» **EXCERPT PROVIDED**
%%

= Behavioral analytics =

Behavioral analytics is an advancement in business analytics that reveals new insights into consumer behavior on eCommerce platforms, online games, web and mobile applications, and Internet of Things (IoT) devices. Growth in the volume of raw event data generated by digital platforms has enabled methods that go beyond demographics and other traditional metrics, which describe what kind of people took what actions in the past. Behavioral analysis instead focuses on how consumers act and why, allowing predictions about future actions. Applications include allowing marketers to target offers to specific consumer segments.

Behavioral analytics can be useful as authentication as for security purposes. It uses non-identifiable but individually unique factors to confirm the identity of the user. The identity of the user is authenticated in the background using factors such as mouse movement, typing speed and habits, login history network detail like IP address, browser used, etc.

%%

» **DATA RECORDS**
%%

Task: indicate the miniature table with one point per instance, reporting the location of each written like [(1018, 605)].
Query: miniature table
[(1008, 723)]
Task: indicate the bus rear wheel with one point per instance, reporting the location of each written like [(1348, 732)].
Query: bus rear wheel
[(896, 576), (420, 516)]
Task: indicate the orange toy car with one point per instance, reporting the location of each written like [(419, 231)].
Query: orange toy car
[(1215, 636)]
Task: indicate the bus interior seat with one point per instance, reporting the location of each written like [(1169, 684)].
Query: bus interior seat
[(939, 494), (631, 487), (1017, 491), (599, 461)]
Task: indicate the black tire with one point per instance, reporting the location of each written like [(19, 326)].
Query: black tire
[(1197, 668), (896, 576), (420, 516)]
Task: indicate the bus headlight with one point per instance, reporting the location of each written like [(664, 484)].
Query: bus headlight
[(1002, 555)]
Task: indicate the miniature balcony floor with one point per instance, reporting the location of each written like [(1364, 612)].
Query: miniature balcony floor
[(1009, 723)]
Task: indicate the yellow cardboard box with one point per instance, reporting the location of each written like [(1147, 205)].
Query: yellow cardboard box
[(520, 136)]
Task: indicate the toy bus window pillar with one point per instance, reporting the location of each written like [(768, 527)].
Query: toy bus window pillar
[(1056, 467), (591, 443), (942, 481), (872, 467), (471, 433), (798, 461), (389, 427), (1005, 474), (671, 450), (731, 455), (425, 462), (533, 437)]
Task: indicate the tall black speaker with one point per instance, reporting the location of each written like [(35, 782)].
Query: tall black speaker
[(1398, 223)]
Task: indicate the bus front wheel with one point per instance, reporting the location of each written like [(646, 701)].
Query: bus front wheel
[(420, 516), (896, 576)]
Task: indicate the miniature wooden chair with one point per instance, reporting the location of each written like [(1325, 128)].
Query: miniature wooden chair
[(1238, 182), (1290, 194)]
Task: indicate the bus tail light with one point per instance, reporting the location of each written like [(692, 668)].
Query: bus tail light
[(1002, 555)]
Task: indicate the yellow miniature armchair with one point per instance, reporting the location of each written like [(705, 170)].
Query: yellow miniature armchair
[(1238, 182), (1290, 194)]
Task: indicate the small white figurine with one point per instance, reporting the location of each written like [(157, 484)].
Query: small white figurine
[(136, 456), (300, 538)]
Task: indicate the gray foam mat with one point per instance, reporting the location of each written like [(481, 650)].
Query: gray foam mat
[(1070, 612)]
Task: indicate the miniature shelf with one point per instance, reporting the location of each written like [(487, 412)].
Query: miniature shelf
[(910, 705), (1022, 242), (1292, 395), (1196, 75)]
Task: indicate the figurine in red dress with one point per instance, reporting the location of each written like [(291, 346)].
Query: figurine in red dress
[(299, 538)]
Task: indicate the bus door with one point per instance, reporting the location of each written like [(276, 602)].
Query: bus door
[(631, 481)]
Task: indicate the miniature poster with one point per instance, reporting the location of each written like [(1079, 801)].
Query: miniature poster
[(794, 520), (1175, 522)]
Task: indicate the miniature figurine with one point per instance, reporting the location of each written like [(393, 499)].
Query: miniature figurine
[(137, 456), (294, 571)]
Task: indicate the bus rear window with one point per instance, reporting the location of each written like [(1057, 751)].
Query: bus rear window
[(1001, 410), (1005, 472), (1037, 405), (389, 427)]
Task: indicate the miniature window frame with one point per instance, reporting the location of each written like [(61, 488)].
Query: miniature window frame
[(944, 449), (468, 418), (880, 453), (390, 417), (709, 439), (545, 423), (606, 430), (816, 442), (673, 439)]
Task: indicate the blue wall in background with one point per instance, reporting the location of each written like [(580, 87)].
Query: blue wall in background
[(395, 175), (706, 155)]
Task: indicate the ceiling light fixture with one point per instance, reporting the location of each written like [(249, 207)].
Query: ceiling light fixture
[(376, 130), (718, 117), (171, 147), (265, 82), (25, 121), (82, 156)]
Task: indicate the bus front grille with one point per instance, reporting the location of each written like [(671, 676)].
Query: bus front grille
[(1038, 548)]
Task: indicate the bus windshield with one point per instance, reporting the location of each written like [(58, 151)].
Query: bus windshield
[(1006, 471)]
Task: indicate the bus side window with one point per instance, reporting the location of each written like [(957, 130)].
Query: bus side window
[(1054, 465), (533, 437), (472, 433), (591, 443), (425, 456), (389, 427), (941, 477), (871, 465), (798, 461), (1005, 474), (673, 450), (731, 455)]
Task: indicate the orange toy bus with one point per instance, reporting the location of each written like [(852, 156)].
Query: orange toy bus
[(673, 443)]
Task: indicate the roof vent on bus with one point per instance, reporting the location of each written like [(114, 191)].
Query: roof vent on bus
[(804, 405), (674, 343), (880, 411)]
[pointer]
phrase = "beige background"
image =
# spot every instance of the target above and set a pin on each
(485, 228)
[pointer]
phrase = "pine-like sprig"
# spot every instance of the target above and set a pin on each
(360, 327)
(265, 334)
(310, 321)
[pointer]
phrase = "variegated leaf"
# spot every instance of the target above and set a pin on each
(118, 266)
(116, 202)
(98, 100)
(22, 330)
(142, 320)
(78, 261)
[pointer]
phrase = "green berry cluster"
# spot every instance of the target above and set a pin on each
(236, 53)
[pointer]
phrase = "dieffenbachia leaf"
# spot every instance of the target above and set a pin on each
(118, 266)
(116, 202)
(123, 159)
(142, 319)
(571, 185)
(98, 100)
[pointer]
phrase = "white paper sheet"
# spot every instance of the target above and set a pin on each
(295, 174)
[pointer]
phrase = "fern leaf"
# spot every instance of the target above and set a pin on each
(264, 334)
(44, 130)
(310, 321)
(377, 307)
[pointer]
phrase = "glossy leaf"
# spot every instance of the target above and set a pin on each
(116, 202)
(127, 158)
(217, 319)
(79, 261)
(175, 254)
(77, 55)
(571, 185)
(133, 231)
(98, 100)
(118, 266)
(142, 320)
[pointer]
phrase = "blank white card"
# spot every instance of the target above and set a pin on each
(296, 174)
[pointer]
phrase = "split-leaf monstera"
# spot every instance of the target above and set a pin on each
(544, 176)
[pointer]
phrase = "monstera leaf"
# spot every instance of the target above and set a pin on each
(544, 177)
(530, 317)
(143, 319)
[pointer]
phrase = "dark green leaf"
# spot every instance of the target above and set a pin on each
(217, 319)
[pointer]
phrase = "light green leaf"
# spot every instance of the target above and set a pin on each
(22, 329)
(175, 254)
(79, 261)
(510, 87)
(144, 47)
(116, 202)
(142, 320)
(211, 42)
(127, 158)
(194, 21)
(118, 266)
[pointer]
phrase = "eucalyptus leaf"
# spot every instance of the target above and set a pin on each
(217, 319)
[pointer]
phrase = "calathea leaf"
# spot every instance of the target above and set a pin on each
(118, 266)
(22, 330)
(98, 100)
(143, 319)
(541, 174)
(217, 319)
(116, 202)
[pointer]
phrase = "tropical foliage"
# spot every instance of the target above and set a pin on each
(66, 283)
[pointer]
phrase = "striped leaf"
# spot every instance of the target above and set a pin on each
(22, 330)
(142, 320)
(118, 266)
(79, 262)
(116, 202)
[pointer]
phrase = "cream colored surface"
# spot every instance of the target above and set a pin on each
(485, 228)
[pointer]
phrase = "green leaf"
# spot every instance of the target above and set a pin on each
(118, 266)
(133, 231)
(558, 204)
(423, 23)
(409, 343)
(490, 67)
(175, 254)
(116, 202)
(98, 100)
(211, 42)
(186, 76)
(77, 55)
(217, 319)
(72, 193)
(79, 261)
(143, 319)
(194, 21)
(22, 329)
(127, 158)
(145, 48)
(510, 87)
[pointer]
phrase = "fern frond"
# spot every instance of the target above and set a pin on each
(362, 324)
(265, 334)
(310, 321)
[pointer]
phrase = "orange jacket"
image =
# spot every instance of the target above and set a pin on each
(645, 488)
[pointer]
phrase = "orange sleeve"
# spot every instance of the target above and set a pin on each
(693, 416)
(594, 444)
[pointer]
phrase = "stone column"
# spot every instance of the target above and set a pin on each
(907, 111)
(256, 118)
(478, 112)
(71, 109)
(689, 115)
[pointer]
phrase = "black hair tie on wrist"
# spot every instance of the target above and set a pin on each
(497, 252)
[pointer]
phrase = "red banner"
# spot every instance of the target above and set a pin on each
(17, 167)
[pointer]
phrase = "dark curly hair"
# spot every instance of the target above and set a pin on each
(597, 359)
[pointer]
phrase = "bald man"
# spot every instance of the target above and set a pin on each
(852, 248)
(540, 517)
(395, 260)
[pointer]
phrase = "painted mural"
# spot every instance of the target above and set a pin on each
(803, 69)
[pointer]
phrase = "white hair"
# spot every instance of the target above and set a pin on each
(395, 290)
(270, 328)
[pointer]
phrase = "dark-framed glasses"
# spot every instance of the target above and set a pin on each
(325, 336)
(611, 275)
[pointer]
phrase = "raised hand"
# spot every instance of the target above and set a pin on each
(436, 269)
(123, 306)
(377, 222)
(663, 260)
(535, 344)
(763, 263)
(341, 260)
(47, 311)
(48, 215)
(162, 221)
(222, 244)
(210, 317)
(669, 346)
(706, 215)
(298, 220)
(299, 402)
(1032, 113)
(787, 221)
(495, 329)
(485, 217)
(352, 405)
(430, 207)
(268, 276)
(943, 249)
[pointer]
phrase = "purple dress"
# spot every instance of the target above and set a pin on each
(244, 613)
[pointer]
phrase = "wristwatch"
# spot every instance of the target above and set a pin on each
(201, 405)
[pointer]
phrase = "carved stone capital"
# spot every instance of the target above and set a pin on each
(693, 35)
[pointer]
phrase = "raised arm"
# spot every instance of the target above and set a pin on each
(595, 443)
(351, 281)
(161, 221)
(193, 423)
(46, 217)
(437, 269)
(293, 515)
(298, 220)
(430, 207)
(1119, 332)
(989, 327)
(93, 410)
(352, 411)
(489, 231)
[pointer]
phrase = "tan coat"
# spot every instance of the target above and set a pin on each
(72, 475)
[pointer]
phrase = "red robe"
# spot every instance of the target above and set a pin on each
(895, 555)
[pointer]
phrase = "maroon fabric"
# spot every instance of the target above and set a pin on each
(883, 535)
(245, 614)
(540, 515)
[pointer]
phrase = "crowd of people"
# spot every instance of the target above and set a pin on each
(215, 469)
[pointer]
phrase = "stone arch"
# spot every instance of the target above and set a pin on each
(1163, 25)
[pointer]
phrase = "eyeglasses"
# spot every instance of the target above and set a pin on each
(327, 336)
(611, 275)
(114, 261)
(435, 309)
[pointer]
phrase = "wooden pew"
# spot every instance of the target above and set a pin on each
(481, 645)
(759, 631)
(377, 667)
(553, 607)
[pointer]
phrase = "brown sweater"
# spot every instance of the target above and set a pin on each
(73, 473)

%%

Can you reproduce the part of the behavioral analytics text above, starting with the words "Behavioral analytics can" and ending with "browser used, etc."?

» **RESPONSE BELOW**
Behavioral analytics can be useful as authentication as for security purposes. It uses non-identifiable but individually unique factors to confirm the identity of the user. The identity of the user is authenticated in the background using factors such as mouse movement, typing speed and habits, login history network detail like IP address, browser used, etc.